Source –
The features of version 0.9 are:


1. Full support of the SPSS syntax

The complete SPSS syntax and functionality of the COUNT command is supported. The command consists of (multiple) variable and value lists per count (SPSS’s case) (and possibly multiple counts per record). Value lists are enclosed in parentheses, preceded by variable lists, and multiple counts are separated by a slash (/). The final period (.), ending the SPSS command may, for the sake of syntax compatibility, be included or omitted; it will be ignored (filtered out). See the examples in the next paragraph below. The syntax of the macro %_Count_ in general is:

%_COUNT_ (( /* note: _two_ consecutive left parentheses / start of SPSS-like syntax */ 
      Counter1 = variable_list_1 (value_list_1) variable_list_2 (value_list_2) [...] / 
      Counter2 = variable_list_3 (value_list_3) variable_list_4 (value_list_4) [...] / 
      [...]. 
/* end of SPSS-like syntax / note: _two_ consecutive right parentheses: */ ));


2. Support for constant character values

Constant character values containing any characters between single or double quotes may be specified, including commas, spaces and those used as delimiters (parentheses and slash). This also applies to numeric values defined by a quoted value, directly followed by a quoted string identifier, for example a date value in the form of ‘31dec1948’d. (Initially this feature seemed difficult to implement. The macro %SCAN and %QSCAN functions were firstly used to separate parts of the specified code text. These functions do not discriminate between separators wherever in the text, whether within normally quoted values (specified in the code text, surrounded by single or double quotes) or not. A scan function was needed to separate elements using the delimiters outside the quoted values only. Initially it was intended to write a suitable macro (function) %SCANQ for that purpose. However, since SAS 9 there is the SAS function SCANQ doing exactly that in SAS code. It has been applied together with the %QSYSFUNC macro function)


3. Missing value support with the _SYSMIS_ keyword

Missing values are supported by specifying them either individually or as a group of 28 numerical missing values or space as character missing value using the _SYSMIS_ keyword (generating: IF (MISSING(Var)) THEN ...)


4. Support for SPSS‘s TO convention for implied, consecutive, same type variable lists.

Challenge 1 – Copy the passage from the macro description word for word, beginning at the words "Missing values are" and stopping after "type variable lists.".
Challenge 2 – Locate each line of the records that contains the string "bare", treating uppercase and lowercase as different, and copy those lines out.

Provided data –
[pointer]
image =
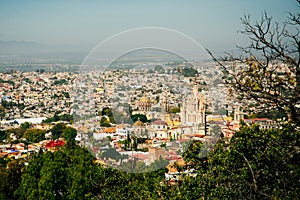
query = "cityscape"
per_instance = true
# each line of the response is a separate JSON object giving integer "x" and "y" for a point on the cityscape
{"x": 151, "y": 122}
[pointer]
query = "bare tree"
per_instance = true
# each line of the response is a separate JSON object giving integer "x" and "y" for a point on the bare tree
{"x": 267, "y": 74}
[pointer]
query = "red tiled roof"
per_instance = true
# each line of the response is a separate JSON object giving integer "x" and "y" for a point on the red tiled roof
{"x": 55, "y": 143}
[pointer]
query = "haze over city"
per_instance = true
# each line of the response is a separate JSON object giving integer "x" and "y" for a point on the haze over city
{"x": 70, "y": 29}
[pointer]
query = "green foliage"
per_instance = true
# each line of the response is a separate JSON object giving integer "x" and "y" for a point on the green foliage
{"x": 141, "y": 117}
{"x": 255, "y": 164}
{"x": 10, "y": 173}
{"x": 2, "y": 112}
{"x": 3, "y": 135}
{"x": 69, "y": 173}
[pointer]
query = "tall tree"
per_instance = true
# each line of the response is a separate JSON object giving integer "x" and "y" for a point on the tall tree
{"x": 269, "y": 76}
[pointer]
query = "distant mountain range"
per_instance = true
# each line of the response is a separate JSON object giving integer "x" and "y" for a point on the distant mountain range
{"x": 21, "y": 47}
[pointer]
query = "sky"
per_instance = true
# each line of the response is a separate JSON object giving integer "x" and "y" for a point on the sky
{"x": 81, "y": 25}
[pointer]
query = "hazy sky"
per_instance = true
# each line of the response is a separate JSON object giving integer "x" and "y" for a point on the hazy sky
{"x": 83, "y": 24}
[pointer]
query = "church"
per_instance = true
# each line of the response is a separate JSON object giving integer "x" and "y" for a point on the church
{"x": 193, "y": 112}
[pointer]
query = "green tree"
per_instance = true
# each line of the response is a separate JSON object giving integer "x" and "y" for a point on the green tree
{"x": 69, "y": 173}
{"x": 2, "y": 112}
{"x": 258, "y": 75}
{"x": 10, "y": 174}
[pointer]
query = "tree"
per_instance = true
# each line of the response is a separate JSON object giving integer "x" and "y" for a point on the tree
{"x": 2, "y": 112}
{"x": 270, "y": 76}
{"x": 3, "y": 135}
{"x": 69, "y": 173}
{"x": 10, "y": 178}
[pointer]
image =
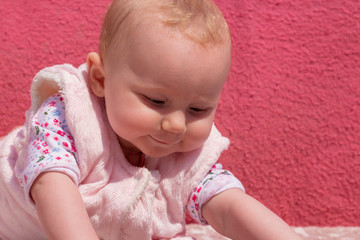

Response 1 –
Missing values are supported by specifying them either individually or as a group of 28 numerical missing values or space as character missing value using the _SYSMIS_ keyword (generating: IF (MISSING(Var)) THEN ...)


4. Support for SPSS‘s TO convention for implied, consecutive, same type variable lists.

Response 2 –
query = "bare tree"
# each line of the response is a separate JSON object giving integer "x" and "y" for a point on the bare tree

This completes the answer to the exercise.